• **READING PASSAGE**:
##########
In Mostly Harmless, the ‘fifth book in the increasingly inaccurately named Hitchhiker’s Trilogy’, Douglas Adams wrote that ‘in New York…if you are keen to breathe, the best plan is to open a window and stick your head in a building’.

I am reminded of this as our CPI team of 3 staff and 7 students step off the aircraft onto the apron of Dubai airport, and into the dead heat of the Arabian peninsula. 

We are here to attend the 28th ‘conference of the parties’, or COP28, the annual climate negotiations, that have fast become perhaps the world’s largest annual international gathering of the MacBook & lanyard class, and undoubtedly the most high profile. 

The purpose of COP, of course, is to determine global policy on how to both mitigate and adapt to anthropogenic climate change. This year, all the talk is of the ‘operationalisation’ of the ‘loss and damage’ fund - an international aid programme for countries ‘on the front line’ of the ‘climate crisis’.
##########
• **Collected data entries**:
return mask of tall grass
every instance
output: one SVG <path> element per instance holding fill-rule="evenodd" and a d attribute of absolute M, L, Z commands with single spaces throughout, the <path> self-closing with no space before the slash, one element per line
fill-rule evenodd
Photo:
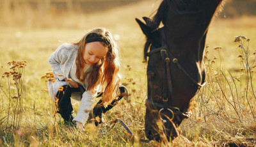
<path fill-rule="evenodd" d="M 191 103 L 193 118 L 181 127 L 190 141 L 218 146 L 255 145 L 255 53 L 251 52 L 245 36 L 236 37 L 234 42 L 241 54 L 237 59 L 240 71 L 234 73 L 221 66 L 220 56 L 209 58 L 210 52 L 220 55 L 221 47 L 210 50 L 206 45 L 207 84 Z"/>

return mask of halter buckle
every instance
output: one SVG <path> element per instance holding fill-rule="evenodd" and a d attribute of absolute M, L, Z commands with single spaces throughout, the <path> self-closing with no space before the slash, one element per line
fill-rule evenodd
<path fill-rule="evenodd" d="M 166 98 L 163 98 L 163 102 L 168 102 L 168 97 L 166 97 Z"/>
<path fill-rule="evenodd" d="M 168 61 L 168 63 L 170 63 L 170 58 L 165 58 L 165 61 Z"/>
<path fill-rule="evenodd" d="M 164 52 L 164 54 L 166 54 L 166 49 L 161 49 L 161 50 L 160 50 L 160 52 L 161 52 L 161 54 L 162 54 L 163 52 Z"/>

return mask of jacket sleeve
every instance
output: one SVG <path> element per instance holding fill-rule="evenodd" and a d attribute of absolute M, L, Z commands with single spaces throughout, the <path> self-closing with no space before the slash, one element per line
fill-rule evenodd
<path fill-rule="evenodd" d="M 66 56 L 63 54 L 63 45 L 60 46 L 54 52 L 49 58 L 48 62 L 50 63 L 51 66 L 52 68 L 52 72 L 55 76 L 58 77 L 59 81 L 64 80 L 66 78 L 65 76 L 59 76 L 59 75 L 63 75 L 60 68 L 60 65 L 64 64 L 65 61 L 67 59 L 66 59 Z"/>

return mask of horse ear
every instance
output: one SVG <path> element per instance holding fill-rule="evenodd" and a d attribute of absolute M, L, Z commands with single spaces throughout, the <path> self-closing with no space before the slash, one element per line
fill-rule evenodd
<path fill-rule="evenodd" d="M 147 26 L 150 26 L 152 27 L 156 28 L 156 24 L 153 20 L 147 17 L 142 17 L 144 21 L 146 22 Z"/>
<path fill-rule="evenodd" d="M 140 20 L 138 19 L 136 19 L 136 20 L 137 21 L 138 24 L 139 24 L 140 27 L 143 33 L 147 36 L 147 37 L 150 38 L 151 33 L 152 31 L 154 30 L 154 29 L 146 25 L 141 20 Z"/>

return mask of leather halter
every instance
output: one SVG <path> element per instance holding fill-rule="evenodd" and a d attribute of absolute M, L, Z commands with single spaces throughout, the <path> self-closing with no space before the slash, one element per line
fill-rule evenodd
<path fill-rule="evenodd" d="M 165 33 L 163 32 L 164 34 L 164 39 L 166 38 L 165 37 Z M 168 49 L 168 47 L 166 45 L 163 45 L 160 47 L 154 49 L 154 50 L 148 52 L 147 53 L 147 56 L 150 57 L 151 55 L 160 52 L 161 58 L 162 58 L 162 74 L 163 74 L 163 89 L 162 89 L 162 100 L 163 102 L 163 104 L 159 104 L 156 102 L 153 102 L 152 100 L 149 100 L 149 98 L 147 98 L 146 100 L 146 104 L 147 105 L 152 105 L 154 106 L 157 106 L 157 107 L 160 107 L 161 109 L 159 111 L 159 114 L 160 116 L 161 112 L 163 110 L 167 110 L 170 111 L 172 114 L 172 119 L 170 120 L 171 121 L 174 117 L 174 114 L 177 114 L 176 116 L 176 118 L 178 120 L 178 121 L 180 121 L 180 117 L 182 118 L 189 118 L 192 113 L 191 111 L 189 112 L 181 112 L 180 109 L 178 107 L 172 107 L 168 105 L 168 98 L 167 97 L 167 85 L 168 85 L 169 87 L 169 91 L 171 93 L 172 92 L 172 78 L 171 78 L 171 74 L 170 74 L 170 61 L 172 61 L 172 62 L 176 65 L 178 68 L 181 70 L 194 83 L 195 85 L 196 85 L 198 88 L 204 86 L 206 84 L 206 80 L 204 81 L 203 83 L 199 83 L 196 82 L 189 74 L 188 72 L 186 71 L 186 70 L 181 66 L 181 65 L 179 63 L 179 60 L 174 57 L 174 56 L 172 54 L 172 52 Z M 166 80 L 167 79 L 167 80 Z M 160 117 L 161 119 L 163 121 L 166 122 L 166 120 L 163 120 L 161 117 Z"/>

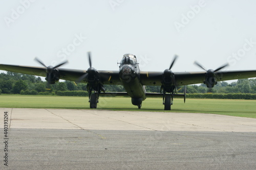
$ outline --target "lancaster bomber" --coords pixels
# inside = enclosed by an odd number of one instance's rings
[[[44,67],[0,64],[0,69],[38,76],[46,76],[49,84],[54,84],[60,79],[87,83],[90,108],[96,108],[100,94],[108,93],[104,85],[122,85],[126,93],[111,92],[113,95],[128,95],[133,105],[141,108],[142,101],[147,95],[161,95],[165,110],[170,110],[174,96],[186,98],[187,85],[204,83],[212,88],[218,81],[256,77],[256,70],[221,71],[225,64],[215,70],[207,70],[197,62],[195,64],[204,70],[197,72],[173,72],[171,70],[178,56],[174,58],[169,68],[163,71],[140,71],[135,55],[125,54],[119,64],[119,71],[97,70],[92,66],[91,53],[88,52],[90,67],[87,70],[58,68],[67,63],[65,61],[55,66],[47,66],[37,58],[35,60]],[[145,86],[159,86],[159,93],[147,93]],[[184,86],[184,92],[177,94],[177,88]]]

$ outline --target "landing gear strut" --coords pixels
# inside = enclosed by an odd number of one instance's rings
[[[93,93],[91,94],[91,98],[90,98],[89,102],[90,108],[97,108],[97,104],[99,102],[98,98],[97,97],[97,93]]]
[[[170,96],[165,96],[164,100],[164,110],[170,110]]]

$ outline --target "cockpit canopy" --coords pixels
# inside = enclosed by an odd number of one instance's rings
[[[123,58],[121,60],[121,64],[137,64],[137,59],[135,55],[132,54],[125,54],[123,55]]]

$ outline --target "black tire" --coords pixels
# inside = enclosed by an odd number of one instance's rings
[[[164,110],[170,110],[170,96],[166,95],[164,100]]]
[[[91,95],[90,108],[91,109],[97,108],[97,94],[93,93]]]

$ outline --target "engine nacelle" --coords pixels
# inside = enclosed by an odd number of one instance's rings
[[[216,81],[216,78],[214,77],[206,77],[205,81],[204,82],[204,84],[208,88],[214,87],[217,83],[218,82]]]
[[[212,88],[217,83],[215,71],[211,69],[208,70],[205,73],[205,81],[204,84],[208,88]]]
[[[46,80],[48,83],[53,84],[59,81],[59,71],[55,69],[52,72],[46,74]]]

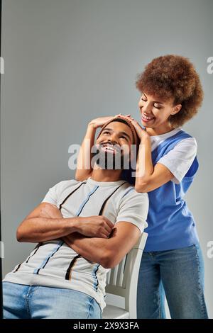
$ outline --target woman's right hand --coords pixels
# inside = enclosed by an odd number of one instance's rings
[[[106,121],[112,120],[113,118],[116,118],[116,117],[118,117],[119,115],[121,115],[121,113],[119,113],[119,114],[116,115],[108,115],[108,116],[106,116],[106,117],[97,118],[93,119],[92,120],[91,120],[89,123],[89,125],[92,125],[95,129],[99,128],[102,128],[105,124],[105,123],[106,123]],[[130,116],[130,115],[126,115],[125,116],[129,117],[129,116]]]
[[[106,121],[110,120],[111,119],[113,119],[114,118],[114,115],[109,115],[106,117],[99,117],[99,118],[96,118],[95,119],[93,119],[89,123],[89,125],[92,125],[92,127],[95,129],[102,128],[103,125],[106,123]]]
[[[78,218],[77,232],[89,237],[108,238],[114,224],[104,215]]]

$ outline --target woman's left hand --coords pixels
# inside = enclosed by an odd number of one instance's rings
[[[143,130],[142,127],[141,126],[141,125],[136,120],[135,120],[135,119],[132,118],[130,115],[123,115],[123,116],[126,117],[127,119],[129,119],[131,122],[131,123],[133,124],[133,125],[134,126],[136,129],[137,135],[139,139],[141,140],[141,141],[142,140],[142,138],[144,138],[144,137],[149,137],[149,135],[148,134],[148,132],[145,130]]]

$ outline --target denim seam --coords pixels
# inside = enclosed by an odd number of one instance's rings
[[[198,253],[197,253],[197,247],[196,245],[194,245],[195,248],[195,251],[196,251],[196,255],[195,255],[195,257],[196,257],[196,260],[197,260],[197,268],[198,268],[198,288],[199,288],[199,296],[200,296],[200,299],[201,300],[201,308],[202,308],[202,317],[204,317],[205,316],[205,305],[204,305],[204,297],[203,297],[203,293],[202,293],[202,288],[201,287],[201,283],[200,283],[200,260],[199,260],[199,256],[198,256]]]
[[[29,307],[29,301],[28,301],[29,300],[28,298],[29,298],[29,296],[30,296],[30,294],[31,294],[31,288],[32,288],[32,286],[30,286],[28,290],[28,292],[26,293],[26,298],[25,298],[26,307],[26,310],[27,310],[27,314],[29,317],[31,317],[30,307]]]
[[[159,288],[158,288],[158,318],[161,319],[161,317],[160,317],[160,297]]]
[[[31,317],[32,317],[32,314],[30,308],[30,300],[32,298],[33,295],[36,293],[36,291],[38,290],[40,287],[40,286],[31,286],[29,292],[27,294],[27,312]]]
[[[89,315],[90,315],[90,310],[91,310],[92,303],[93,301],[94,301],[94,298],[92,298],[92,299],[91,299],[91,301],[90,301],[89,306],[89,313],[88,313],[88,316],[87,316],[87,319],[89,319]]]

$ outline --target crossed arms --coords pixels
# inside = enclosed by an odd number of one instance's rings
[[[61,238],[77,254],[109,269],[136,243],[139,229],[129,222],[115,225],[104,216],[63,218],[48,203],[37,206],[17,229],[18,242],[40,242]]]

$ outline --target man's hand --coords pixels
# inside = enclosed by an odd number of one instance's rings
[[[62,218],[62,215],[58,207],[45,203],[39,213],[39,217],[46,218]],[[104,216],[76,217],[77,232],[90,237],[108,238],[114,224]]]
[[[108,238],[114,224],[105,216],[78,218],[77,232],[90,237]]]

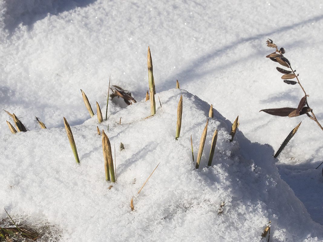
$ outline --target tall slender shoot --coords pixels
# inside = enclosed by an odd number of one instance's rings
##########
Pick up the COP28 account after its last sentence and carry it on. You can leave the listing aside, since nothing here depends on it.

With an atmosphere that is something of a cross between the World Cup Final and Burning Man - particularly this year as it is being held in the desert, but more generally given COP is the final round of year long negotiations, and has rapidly developed a festival atmosphere since it began in 1995 - this year’s event is fascinating in as much for the questions it provokes about the state of ‘global civil society’ as for what answers it has to offer for climate change itself. 

COP is being held at the end of a metro line in the dusty outskirts of Dubai, in a brand new Expo Centre that, while vast, appears humble next to the oil refineries that ring it, their barber’s pole chimneys punctuating the horizon in all directions. 

The juxtaposition is impossible to miss, and on passing security - as intense as any airport - one discovers the colonisation of COP by corporate interests, mouthing empty slogans (‘the power of youth!’), appears to be complete. 

The whole event has the structure of a trade show, but with its attendees having little to sell other than assurances that they subscribe to the shibboleths of the moment. Thus, from businesses to governments, NGOs to universities, everyone with a brand to polish is here with a stand, a stack of leaflets written in corporate vernacular, and blandishments polished to such smoothness that they immediately slip the mind.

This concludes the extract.